Below are some records; copy each line in them that contains "cabinet".
Given information section start
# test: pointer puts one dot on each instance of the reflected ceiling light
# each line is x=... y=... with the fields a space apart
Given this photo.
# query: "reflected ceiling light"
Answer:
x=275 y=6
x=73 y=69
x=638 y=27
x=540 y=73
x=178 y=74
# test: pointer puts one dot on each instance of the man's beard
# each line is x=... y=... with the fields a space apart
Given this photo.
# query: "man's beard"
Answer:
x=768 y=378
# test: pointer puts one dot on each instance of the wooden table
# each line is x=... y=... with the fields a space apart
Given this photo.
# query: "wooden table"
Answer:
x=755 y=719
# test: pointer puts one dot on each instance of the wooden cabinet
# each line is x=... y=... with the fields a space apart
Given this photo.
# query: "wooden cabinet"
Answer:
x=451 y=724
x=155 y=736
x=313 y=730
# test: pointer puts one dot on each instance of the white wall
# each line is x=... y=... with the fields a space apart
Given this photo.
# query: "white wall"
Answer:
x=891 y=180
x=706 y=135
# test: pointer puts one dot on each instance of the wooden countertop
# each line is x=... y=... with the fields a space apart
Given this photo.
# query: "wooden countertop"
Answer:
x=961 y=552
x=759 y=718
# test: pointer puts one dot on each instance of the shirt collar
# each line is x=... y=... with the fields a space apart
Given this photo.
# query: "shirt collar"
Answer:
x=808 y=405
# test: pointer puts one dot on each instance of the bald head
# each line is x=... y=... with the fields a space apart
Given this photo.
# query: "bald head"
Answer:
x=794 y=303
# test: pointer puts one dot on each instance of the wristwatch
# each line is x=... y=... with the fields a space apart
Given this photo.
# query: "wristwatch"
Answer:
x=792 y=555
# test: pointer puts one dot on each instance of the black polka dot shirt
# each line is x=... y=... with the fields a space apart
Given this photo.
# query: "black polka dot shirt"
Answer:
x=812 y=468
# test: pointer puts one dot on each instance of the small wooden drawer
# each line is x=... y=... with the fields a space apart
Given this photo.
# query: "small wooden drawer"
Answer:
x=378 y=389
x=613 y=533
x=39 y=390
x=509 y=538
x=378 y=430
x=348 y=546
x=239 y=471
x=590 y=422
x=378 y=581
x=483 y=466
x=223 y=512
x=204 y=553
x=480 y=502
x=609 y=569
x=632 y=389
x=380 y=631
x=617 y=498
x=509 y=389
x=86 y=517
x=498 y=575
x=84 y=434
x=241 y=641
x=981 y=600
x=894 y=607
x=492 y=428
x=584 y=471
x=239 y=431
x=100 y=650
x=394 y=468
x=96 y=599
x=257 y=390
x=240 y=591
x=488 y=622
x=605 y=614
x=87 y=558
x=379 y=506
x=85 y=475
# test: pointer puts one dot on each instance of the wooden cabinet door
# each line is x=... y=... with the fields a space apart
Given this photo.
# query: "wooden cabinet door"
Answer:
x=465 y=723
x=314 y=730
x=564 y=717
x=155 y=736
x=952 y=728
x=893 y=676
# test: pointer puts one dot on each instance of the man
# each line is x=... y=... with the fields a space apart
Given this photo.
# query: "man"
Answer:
Given information section end
Finished exercise:
# test: pointer puts one dot on each instance of the wooden cabinet
# query: "wooden cabinet"
# test: pointer puts one dot on each instance of the wooden cabinet door
# query: "wooden cabinet door"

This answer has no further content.